** BEGIN Given data **

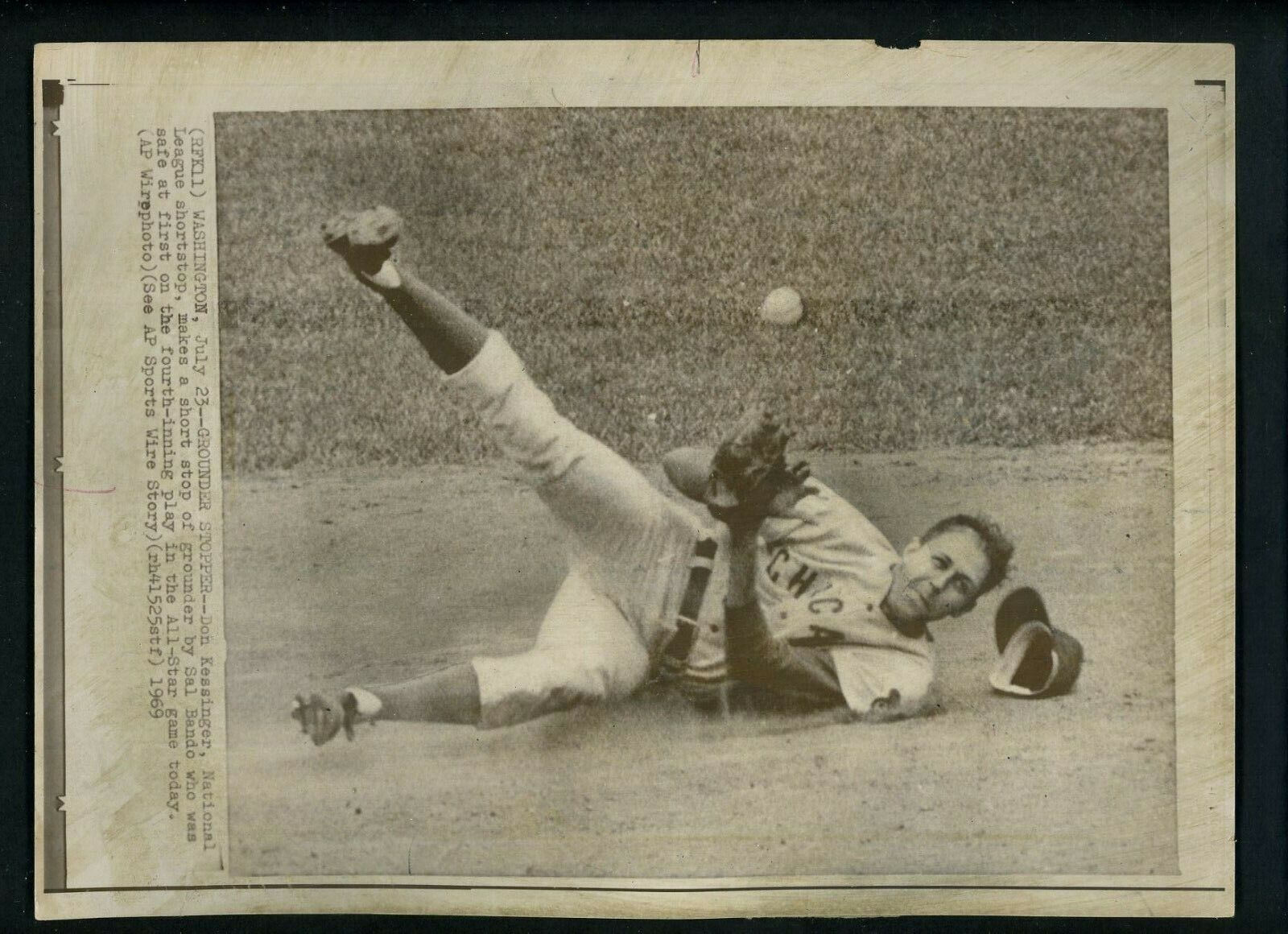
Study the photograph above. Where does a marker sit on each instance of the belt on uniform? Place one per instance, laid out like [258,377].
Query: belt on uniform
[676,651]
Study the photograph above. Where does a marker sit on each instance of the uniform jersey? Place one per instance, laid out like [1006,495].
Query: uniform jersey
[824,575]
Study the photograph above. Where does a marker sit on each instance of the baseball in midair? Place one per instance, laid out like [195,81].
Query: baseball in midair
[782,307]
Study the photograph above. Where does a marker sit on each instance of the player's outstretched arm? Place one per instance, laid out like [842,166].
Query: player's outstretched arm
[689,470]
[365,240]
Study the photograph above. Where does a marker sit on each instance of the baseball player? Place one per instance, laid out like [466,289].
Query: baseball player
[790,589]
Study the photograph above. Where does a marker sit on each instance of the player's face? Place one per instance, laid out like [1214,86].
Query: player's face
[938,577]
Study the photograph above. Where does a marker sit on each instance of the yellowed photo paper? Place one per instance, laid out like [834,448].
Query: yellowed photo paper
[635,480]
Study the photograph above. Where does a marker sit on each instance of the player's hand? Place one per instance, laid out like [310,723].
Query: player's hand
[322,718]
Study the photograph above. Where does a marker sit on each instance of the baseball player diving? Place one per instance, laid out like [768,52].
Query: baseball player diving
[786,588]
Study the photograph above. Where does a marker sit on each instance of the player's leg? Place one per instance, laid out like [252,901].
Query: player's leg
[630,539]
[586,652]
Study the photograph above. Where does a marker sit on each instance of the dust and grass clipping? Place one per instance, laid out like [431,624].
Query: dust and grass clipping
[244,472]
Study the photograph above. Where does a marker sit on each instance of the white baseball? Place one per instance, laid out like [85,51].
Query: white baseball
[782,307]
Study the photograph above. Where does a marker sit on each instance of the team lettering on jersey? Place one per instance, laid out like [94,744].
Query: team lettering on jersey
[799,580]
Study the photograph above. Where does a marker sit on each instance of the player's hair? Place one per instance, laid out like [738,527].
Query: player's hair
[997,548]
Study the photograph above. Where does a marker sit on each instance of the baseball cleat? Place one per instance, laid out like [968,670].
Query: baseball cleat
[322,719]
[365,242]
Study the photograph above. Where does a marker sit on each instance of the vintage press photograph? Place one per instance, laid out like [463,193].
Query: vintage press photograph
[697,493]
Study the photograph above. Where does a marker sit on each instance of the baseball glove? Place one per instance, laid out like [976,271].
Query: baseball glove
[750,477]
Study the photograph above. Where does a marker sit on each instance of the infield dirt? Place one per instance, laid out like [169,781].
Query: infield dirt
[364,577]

** END Given data **

◆ **Written exercise**:
Go through all of these lines and change every "marker" to "pin", with everything else left as it is. Leave the pictures out of your answer.

◆ **Response below**:
Study the photograph above. Where does a pin sit on each instance of the belt on uniform? Place one per instance, laid out like [258,377].
Query: belt on uniform
[676,651]
Study the photograph above. Where does a pin sit on each instance of the uniform jersey? Place one per instance, laid out like [1006,495].
Query: uniform jersey
[824,575]
Study the photograph above. Where does a pin sit on each instance of the baseball in midair? Place one per instance, laid out like [195,81].
Query: baseball in midair
[782,307]
Study the photograph above. Where does a pin sit on each instance of the player's outstretched arm? Place one per instance, laid out like [842,166].
Query: player's outstretched arm
[689,470]
[365,240]
Study the photograph above. Where does a pin sit on each instance of the baseball player? Place one per instance, laid out like [466,289].
Query: baseball player
[790,589]
Study the photograph above. Where does a pin sit on each instance of the player's face? Place one per instance, laid out like [1214,86].
Query: player's face
[938,577]
Study the photograph above. Where does a pin sit on each instance of the yellowed photo paper? Place one per instance, laid out like [834,448].
Query: yellowed photo paper
[635,480]
Study the photograph above. Where does a pin sit on each instance of the player's hand? Place one per instance, laid out like [310,723].
Query: player's hand
[322,718]
Study the photograph above. Where does a pin sit on each instance of the baseball player diving? Place one per instance, laid out like [768,52].
Query: baseball player diving
[786,588]
Study the photograph above. Where does a pin sit on each instance of the player's leg? Place one per instance, laid out like [252,901].
Query: player's leg
[630,539]
[586,652]
Study the photograph above. Where does a pin sit on each instance of the dust and grass clipping? Place one per instance, laid out like [431,624].
Query: dust and grass clipping
[244,472]
Study the photograph above. Where does a pin sit on each instance of the white baseball? Place one per instance, laid out like [85,51].
Query: white baseball
[782,307]
Study the photograph above. Where does a pin sit on each instance of the team lettering on jersey? Place one per instance, laid out like [94,744].
Query: team lettering on jersey
[799,580]
Study the photograph above. Where does a pin sit on each instance of the player's hair? Place one per instance, laid out like [738,527].
Query: player's hair
[997,548]
Study the photograph above. Where does a pin sit on each instance of the baseball cleat? Place one per instance, laid out like [968,670].
Query: baseball cleat
[322,719]
[365,242]
Study the photograph above. Where does a pin sit on each instance of the vintage press photograph? Place one per instance, laid out like [463,193].
Query: vintage press photograph
[697,493]
Study the photograph above. Where does a pin sit on each instance of the baseball glove? Place one per instance, laid out like [976,271].
Query: baseball glove
[750,477]
Study the photograph above. Where does a pin sit on each instance of the infield dirt? Place one per instance, laid out like [169,781].
Query: infield dirt
[364,577]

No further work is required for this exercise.